Extracted material –
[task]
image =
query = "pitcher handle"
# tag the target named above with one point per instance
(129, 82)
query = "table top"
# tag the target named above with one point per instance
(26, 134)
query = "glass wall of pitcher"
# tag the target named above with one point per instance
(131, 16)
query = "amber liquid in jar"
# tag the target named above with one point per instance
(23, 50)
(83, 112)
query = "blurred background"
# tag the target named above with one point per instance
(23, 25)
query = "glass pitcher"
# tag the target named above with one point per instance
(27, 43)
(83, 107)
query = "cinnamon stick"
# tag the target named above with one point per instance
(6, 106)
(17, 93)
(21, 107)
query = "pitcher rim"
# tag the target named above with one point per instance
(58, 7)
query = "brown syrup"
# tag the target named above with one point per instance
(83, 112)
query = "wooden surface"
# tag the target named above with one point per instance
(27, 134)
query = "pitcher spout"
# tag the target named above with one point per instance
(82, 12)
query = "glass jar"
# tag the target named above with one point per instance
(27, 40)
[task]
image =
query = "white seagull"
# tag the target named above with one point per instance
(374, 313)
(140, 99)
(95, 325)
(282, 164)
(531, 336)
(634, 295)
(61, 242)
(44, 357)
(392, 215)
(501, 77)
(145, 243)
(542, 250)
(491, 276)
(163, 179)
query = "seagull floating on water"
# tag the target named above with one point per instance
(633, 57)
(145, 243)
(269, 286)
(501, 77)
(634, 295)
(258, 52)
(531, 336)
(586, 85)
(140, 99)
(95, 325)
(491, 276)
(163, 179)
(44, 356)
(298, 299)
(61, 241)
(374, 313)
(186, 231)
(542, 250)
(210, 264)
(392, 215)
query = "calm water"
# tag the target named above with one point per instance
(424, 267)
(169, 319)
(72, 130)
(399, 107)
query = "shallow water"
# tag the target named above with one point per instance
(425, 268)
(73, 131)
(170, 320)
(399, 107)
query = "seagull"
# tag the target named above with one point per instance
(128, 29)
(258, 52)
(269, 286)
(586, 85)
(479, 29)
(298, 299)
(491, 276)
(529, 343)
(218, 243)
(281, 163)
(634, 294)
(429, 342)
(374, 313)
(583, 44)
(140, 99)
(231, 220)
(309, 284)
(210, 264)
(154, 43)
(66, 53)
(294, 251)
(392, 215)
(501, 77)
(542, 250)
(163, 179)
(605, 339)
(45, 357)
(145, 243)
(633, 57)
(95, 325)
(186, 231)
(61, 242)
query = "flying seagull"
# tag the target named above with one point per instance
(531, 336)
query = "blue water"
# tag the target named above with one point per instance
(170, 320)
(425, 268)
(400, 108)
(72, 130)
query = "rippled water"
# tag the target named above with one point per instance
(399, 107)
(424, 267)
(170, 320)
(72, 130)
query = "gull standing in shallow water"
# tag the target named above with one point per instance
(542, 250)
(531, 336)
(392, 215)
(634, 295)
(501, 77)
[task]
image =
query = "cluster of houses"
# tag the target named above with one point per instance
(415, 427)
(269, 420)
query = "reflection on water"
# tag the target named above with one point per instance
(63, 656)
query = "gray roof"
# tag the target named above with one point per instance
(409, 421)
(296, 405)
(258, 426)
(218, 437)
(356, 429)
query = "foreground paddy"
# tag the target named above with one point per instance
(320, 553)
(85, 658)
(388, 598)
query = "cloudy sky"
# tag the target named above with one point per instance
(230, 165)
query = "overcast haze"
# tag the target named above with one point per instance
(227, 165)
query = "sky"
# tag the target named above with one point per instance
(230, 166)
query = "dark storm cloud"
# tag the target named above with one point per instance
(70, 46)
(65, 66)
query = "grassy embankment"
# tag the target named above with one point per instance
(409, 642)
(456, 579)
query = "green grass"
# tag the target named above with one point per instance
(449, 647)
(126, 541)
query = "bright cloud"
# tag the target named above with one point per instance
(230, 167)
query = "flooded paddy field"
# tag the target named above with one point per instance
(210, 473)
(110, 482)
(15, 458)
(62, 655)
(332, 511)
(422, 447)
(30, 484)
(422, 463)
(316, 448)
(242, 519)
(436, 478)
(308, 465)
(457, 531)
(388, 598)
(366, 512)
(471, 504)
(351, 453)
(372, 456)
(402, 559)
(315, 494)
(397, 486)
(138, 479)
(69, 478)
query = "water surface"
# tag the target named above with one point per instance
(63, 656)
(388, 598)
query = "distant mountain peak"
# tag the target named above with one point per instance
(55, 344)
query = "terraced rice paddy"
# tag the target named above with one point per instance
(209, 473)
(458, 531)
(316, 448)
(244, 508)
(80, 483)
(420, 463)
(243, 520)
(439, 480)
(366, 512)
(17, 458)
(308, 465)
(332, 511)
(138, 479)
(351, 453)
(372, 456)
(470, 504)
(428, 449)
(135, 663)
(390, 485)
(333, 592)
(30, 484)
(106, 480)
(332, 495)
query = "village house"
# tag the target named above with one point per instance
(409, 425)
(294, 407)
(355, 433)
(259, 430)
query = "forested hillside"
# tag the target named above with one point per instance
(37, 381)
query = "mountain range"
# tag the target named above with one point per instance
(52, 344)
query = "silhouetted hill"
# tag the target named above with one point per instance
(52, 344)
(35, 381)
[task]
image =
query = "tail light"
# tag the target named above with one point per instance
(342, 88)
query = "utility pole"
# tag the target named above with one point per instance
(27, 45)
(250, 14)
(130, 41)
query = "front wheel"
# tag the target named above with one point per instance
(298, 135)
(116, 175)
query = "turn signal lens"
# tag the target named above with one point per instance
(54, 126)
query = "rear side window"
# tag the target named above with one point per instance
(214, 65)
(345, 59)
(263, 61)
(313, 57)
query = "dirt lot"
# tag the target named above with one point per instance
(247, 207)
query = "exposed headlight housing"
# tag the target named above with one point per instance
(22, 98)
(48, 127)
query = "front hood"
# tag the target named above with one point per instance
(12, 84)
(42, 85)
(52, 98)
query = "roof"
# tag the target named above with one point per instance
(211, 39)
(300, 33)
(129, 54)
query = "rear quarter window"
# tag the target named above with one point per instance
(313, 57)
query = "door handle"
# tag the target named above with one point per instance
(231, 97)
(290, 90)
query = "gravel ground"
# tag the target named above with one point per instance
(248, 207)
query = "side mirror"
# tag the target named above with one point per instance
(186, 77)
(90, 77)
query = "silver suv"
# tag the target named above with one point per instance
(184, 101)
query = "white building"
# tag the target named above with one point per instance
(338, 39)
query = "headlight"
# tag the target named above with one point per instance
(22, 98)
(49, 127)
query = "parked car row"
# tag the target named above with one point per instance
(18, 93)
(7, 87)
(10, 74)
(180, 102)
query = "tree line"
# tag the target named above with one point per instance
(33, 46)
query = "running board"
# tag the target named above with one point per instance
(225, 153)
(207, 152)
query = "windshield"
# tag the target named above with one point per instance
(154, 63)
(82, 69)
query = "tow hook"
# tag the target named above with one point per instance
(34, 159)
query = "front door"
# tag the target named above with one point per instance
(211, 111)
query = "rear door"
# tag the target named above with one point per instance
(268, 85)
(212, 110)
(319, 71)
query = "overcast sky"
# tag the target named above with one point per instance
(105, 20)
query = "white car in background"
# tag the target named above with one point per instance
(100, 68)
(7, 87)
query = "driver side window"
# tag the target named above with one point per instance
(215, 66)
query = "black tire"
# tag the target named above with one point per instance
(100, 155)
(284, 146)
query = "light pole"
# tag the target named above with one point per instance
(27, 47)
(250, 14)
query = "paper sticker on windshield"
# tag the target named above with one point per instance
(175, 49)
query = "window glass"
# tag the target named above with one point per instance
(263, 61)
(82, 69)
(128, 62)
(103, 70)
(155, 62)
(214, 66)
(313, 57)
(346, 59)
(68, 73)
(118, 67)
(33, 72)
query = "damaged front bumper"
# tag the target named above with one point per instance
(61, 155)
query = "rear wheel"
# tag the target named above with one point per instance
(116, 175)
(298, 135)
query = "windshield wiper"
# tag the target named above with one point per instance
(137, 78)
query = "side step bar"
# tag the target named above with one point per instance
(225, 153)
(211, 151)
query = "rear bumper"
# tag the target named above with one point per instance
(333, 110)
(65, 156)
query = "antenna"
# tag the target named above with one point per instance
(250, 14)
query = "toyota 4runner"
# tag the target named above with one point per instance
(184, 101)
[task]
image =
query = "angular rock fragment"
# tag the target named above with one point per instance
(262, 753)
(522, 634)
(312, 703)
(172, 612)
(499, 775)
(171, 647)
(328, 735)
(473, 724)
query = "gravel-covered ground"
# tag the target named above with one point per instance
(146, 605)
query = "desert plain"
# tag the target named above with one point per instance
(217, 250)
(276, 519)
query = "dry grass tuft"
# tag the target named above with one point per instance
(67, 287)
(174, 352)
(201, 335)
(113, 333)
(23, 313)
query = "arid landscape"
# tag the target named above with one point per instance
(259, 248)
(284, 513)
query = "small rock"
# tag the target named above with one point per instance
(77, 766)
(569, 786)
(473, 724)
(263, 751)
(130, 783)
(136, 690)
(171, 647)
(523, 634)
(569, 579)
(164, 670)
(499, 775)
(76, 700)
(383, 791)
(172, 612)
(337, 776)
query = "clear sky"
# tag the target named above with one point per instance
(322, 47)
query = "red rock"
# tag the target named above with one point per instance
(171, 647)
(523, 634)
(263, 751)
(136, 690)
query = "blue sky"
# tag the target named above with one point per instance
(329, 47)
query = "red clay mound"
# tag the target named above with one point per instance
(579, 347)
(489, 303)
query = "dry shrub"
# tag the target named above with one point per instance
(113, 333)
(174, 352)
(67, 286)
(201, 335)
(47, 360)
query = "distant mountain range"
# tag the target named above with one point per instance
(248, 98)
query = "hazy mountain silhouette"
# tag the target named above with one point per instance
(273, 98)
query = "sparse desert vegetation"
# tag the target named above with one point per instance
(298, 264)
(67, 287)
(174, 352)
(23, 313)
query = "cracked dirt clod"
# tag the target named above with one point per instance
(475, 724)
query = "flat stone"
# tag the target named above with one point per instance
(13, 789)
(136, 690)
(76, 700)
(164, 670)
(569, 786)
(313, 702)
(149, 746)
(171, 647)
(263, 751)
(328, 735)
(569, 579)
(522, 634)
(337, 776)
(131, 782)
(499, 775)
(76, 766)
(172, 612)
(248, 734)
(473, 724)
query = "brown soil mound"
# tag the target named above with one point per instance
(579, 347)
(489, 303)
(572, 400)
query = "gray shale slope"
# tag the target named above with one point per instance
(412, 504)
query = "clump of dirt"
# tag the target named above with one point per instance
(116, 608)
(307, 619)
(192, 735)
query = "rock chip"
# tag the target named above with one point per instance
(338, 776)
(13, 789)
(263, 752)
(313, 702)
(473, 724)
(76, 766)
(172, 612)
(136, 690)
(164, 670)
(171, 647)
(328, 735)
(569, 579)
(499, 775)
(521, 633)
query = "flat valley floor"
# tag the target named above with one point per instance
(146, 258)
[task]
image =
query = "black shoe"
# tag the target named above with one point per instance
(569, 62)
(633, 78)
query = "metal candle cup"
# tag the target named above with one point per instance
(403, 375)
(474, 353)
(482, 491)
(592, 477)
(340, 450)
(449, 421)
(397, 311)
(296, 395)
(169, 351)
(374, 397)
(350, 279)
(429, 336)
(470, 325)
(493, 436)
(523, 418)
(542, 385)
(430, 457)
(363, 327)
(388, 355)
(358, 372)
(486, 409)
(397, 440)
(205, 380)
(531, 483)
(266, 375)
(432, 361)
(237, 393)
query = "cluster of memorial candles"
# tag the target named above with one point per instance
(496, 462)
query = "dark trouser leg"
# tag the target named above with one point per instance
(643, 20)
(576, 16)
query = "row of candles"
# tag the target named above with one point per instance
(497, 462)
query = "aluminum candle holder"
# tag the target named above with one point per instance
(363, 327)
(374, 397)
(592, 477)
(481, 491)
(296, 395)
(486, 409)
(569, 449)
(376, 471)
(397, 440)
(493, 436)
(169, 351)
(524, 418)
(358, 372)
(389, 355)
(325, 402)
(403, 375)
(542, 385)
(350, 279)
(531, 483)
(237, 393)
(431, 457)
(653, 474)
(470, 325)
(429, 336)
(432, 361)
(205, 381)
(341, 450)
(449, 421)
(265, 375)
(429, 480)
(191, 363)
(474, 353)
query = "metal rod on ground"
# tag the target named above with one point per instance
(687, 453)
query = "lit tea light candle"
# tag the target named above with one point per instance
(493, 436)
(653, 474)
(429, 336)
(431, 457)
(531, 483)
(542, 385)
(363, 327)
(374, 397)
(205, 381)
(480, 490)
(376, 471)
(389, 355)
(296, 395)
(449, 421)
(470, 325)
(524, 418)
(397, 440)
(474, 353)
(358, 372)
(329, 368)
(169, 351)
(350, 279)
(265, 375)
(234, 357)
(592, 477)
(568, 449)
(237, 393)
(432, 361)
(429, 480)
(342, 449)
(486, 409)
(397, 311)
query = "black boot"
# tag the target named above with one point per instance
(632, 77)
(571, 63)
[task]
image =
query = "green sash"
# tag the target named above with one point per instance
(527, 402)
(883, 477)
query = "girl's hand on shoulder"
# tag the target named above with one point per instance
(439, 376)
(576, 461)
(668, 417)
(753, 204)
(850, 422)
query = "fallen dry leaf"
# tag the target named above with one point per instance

Set exercise – Please gather every line of the listing above that contains the string "surface", and copy each one without changes.

Exercise solution –
query = "wooden surface"
query = "water surface"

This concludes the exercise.